WHAT THE EXERCISE ASKS | Start to finish, write out the entries exactly, leaving the pictures aside.

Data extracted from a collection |

..............................

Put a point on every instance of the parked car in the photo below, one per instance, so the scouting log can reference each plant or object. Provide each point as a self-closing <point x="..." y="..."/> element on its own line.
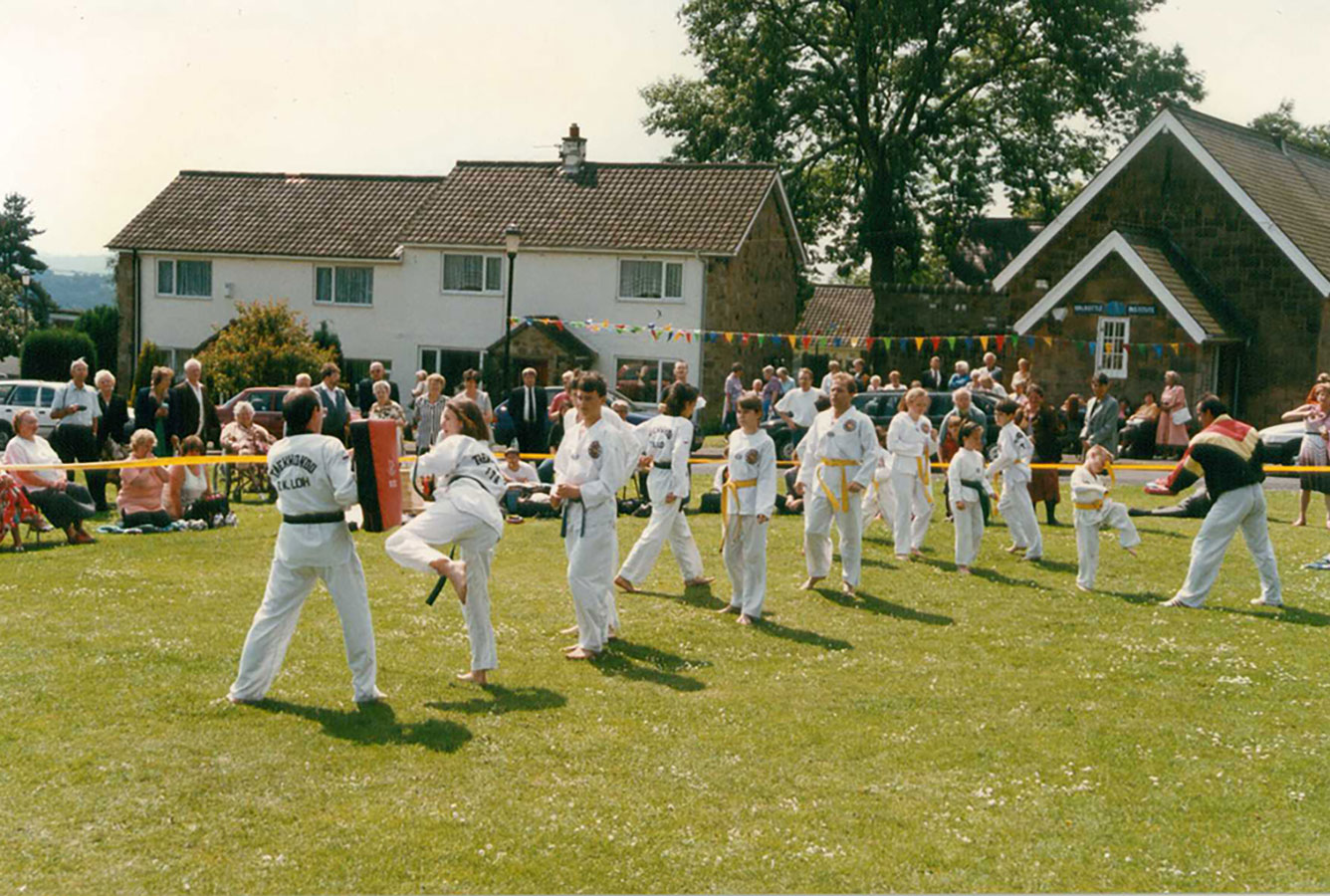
<point x="16" y="395"/>
<point x="1281" y="443"/>
<point x="505" y="433"/>
<point x="882" y="405"/>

..............................

EXERCISE RESPONSE |
Put a point on every instance of the parked car in the photo below, one per instance, so the scouting log can reference each plant or object. Provide each point as a self-closing <point x="..." y="..."/> element on its own line.
<point x="16" y="395"/>
<point x="1281" y="443"/>
<point x="505" y="433"/>
<point x="882" y="405"/>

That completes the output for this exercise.